#### Job:
Count the lines of the records below that contain the string "positive", and give only that number.

──────

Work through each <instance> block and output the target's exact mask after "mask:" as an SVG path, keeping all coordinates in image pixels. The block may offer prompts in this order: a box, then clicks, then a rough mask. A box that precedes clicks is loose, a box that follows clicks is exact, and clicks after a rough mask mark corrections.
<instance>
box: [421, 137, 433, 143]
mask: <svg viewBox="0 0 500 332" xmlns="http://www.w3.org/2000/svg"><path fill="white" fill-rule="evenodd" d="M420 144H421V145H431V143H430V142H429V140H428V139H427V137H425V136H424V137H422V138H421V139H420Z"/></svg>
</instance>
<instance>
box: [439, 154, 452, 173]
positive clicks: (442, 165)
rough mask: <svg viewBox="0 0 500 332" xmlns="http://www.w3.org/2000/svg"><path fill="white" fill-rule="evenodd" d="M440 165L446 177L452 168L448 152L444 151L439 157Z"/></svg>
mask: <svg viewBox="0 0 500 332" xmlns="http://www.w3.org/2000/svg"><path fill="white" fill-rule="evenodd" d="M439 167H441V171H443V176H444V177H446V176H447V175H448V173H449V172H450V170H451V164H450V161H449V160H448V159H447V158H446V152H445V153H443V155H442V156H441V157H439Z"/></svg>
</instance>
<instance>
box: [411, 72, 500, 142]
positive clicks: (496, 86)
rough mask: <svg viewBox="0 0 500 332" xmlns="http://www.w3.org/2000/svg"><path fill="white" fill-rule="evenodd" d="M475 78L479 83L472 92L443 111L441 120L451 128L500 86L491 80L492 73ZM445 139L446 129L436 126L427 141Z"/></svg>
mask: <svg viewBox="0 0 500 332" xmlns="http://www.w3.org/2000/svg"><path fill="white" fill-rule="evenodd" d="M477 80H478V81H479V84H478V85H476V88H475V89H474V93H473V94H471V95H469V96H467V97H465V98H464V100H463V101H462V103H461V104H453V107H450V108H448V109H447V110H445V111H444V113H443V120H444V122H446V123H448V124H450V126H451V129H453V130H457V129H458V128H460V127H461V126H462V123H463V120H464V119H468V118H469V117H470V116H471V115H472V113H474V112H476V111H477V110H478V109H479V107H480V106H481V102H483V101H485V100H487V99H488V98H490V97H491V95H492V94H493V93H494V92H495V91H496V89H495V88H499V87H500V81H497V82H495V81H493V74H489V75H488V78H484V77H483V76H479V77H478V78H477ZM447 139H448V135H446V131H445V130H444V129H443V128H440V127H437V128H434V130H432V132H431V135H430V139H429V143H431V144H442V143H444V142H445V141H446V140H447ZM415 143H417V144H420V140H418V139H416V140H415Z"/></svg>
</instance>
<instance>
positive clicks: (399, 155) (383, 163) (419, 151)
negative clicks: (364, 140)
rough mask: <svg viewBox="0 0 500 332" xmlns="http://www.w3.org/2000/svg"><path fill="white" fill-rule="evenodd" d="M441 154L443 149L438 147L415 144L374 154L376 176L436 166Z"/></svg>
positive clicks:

──────

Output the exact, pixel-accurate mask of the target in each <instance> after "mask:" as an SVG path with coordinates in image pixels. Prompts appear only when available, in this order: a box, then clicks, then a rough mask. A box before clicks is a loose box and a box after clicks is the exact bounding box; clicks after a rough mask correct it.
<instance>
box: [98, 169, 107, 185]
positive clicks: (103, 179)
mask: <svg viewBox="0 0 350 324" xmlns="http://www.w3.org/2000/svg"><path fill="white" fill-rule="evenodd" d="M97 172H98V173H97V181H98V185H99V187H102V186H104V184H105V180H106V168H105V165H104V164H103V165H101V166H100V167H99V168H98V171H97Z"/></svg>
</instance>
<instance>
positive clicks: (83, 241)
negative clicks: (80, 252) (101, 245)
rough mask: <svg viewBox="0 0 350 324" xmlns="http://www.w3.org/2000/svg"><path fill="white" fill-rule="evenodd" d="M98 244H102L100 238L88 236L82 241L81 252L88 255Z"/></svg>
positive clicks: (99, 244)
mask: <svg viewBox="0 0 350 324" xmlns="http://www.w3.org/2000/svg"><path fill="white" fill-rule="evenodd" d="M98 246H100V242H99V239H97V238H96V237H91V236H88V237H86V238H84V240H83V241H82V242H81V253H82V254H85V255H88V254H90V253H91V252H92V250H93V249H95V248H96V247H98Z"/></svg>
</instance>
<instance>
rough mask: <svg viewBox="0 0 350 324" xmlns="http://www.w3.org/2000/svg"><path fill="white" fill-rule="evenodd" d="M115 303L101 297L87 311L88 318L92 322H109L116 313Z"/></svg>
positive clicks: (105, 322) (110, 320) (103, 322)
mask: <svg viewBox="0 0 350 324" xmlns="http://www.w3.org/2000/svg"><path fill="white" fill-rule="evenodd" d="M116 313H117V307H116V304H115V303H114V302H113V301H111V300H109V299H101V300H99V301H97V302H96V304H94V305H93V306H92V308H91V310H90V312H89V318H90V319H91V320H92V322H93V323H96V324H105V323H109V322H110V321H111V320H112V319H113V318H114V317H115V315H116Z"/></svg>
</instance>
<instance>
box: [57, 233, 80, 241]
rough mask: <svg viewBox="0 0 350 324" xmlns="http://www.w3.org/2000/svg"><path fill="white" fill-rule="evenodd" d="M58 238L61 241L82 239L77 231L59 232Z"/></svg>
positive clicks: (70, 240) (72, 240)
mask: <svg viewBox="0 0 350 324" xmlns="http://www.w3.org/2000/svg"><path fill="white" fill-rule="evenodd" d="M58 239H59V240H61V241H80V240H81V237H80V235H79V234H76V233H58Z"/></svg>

──────

#### Result of this exercise:
9